• [REQUEST]: Find each line in the records below that contains the string "seat", and copy those lines out. The match is case-sensitive.

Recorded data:

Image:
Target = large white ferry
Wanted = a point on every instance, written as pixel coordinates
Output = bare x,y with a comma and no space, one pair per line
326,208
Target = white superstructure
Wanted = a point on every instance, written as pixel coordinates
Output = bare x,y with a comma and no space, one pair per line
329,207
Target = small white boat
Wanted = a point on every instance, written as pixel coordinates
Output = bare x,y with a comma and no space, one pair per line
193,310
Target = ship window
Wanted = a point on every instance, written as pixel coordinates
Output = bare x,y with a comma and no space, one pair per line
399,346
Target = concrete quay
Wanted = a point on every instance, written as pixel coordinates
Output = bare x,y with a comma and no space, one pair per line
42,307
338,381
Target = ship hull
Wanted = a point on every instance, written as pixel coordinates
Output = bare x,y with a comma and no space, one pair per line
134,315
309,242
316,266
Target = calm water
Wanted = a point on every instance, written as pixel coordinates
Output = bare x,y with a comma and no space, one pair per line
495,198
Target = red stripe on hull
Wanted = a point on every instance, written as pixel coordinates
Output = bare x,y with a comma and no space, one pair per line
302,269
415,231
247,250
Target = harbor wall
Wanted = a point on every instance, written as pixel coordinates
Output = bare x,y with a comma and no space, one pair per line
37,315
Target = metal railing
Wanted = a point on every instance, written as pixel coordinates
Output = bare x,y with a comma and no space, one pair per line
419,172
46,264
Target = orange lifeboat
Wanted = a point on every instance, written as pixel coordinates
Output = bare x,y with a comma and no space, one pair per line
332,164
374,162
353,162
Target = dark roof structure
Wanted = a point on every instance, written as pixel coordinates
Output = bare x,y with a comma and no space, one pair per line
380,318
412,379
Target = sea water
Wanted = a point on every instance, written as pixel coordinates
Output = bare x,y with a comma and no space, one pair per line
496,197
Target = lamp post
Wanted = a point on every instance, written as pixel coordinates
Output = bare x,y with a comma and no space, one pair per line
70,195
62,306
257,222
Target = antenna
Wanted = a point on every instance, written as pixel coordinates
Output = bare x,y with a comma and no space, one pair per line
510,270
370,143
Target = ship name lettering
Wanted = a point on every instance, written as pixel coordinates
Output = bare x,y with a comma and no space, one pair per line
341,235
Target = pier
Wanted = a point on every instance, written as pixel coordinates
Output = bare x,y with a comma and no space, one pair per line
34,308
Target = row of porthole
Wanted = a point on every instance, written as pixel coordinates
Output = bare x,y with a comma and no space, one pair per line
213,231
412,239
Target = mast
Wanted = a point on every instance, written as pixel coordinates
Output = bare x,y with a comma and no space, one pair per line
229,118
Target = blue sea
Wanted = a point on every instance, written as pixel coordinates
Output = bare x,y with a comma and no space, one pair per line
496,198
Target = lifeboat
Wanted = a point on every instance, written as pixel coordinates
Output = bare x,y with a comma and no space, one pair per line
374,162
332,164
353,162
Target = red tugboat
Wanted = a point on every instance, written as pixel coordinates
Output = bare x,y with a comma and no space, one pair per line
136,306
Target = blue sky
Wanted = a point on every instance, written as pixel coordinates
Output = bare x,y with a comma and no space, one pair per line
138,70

--

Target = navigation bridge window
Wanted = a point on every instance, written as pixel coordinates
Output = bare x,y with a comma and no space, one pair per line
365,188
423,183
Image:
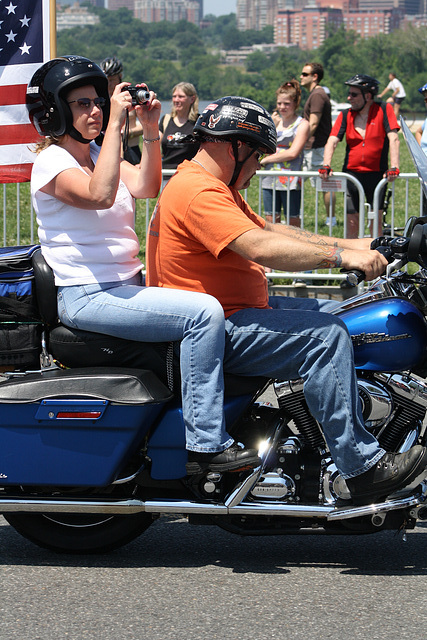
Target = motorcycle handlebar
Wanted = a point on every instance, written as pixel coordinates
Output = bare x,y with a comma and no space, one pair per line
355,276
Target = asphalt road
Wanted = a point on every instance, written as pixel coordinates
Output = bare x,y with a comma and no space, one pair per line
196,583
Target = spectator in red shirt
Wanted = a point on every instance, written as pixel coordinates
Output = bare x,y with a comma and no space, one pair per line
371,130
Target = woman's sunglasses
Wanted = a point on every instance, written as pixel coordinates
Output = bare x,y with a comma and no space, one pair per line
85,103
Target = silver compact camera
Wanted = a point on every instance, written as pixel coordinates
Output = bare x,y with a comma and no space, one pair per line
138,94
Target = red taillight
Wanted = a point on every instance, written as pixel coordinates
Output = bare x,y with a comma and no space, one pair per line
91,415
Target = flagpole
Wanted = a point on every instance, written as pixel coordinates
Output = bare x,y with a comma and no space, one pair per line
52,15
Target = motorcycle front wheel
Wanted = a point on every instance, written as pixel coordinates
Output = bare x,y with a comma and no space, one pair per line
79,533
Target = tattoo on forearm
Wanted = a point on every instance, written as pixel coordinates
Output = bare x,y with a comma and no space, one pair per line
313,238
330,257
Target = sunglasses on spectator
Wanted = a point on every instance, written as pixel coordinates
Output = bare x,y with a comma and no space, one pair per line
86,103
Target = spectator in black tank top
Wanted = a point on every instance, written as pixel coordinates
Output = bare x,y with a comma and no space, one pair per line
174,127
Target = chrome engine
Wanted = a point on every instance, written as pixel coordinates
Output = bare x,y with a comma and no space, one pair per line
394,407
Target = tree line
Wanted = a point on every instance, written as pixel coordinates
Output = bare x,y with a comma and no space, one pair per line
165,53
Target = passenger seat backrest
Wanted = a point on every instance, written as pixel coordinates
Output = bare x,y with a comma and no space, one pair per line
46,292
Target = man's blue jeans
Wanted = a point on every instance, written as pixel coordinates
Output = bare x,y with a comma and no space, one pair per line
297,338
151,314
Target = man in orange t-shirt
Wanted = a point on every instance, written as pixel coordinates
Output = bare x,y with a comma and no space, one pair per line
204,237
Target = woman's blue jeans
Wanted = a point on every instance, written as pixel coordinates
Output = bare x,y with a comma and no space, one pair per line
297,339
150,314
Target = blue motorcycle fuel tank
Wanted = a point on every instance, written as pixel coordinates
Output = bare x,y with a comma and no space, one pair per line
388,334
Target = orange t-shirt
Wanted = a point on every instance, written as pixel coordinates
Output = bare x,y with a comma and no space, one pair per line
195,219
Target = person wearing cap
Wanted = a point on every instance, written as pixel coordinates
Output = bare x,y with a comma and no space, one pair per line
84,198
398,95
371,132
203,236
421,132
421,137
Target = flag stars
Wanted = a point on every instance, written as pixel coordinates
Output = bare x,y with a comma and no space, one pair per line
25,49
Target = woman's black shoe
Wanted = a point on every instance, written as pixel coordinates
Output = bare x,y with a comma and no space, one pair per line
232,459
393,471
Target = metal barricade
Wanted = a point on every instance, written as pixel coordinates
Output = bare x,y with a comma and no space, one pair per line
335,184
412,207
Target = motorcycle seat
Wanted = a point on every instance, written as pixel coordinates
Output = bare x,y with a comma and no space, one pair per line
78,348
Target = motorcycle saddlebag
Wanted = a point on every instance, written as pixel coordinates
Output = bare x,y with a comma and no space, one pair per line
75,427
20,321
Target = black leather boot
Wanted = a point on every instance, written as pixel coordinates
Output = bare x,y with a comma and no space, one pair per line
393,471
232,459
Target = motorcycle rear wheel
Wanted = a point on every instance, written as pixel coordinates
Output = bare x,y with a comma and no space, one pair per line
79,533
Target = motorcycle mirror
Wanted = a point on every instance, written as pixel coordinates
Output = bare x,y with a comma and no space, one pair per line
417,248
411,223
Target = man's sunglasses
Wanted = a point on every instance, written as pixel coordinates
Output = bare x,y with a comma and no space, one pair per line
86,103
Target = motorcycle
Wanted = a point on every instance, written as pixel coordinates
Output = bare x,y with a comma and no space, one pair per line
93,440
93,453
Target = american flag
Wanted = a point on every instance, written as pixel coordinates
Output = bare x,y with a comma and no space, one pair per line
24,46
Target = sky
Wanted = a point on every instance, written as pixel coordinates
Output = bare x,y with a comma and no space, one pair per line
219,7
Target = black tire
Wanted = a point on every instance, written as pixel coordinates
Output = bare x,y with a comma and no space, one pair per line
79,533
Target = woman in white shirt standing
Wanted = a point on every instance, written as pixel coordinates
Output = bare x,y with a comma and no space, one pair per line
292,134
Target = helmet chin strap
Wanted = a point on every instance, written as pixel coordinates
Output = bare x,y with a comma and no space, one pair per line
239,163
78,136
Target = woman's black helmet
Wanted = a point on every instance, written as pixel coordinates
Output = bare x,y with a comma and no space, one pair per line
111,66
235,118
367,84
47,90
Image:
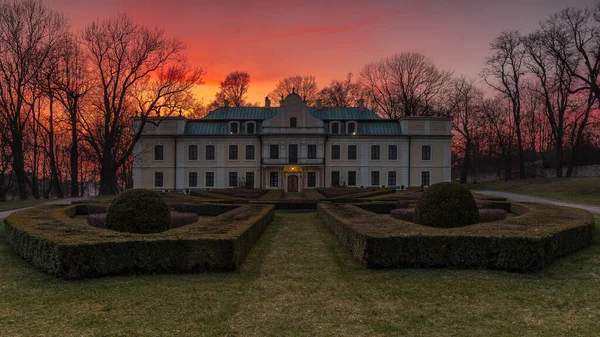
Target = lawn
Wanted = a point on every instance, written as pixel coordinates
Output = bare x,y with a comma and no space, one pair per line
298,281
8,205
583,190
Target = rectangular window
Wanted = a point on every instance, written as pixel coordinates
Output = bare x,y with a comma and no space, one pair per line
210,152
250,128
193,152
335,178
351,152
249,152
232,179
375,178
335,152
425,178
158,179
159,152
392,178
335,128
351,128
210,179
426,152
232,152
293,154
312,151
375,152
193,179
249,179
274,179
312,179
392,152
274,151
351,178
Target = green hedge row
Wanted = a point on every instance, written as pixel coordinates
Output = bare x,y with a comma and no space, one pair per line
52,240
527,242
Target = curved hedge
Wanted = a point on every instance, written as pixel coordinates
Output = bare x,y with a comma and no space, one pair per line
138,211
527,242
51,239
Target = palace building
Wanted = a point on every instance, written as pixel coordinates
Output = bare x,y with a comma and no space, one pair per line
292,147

• [ANSWER TO THE PROBLEM]:
Target = passenger seat backrest
Target = motorcycle seat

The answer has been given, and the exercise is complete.